LISTED RECORDS Start Marker

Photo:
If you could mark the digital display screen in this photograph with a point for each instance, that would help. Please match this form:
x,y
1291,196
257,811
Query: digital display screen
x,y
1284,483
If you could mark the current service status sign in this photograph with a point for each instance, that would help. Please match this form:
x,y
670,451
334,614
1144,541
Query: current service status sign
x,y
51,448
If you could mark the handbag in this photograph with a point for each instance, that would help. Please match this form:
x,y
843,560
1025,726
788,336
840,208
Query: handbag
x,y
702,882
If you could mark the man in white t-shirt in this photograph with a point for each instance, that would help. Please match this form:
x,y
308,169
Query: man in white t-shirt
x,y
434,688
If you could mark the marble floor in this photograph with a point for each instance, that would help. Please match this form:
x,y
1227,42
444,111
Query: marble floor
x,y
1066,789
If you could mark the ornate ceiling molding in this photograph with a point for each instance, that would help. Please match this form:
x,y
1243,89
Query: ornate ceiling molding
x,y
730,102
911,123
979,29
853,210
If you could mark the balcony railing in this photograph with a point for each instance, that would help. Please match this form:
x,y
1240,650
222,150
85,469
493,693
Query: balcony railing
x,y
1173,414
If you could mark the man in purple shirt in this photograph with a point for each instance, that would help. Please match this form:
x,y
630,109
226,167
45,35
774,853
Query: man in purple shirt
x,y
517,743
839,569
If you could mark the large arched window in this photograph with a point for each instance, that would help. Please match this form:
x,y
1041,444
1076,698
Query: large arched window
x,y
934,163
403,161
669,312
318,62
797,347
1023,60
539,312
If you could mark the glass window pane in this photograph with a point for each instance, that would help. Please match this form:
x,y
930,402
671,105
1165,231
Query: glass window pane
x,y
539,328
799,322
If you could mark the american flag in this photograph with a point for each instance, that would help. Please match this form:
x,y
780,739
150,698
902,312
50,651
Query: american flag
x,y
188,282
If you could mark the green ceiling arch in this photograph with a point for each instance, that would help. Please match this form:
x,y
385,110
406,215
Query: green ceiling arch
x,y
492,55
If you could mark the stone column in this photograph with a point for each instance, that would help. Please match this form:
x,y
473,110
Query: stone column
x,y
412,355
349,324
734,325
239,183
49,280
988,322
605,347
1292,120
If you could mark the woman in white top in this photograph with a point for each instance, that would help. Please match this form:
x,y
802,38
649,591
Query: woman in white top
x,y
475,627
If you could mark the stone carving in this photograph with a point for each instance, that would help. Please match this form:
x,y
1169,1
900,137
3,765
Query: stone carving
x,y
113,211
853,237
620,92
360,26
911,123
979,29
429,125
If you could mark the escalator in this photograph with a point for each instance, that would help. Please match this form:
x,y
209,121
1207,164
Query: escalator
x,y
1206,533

LISTED RECORDS End Marker

**PROBLEM DESCRIPTION**
Restate the entries above, keeping every word intact.

**FINISHED EXERCISE**
Photo:
If you could mark the digital display screen in this photograph with a point for each instance, that would help. Please match this form:
x,y
1291,196
257,811
Query: digital display screen
x,y
1284,483
If you could mark the current service status sign in this photograph with a point for each instance, that would help. Please match this form:
x,y
670,451
334,614
1144,541
Query: current service status sign
x,y
51,448
If you could mark the handbag in this photograph with a point for each instance, that would help. Please match this form:
x,y
843,560
1025,726
788,336
840,208
Query: handbag
x,y
702,882
If you could mark the man in white t-shirt in this photograph with a point for each instance, that would help. Please match this form:
x,y
308,169
Query: man in white t-shirt
x,y
434,688
If you could mark the marble floor in this photograph with a point for each instance, that would help. Please match this form:
x,y
1227,42
444,111
Query: marble floor
x,y
1066,789
If you could mark the ornate ceiling molding in this photograph with a point for each instance, that would help. Please match this form:
x,y
1243,89
Query: ornate ceiling molding
x,y
730,102
911,123
979,29
853,210
If you could mark the balcony railing in this photograph with a point for each instance, that would help. Please match this form:
x,y
1240,650
222,150
85,469
493,693
Query: balcony railing
x,y
1173,414
If you could mark the man in purple shirt in this photograph with a point for each instance, that would help. Please match this form:
x,y
630,109
226,167
45,35
774,853
Query: man in purple shirt
x,y
517,743
839,569
If you could mark the large arched window in this photograph with a point for each instance, that would help. Please match this form:
x,y
1041,444
1076,698
Query: large arched window
x,y
934,163
403,161
669,312
318,62
797,347
1023,60
539,312
If you could mark the glass window pane in this photograph with a point for each instance, that would help. Please match this form:
x,y
930,402
671,105
1165,231
Query: glass window pane
x,y
539,328
799,322
If you could mark the american flag in this photograph with a point for each instance, that would help. Please match this form:
x,y
780,739
150,698
902,312
50,651
Query: american flag
x,y
188,282
If you could mark the green ceiling arch in this photograph with a point for each instance, that would help. Please match this form:
x,y
385,110
406,215
Query: green ceiling arch
x,y
492,55
If you could mark the stone column in this photograph with a point for each instance, that would help. Please match this form:
x,y
473,110
Query: stone column
x,y
412,355
349,324
734,325
239,183
49,280
988,322
605,347
1292,120
If you could mark the woman in white top in this photograph with a point for each instance, that would help. Please match this form:
x,y
802,38
649,591
Query: woman in white top
x,y
475,627
If you could mark the stone carving in this photograph with a point for each instance, that would help. Please match this form:
x,y
1169,1
900,137
3,765
Query: stone carving
x,y
113,211
853,237
620,92
360,26
911,123
979,29
429,125
If you could mark the escalator in this photograph with a point for each instance, that would help. Please match this form:
x,y
209,121
1207,164
Query: escalator
x,y
1206,533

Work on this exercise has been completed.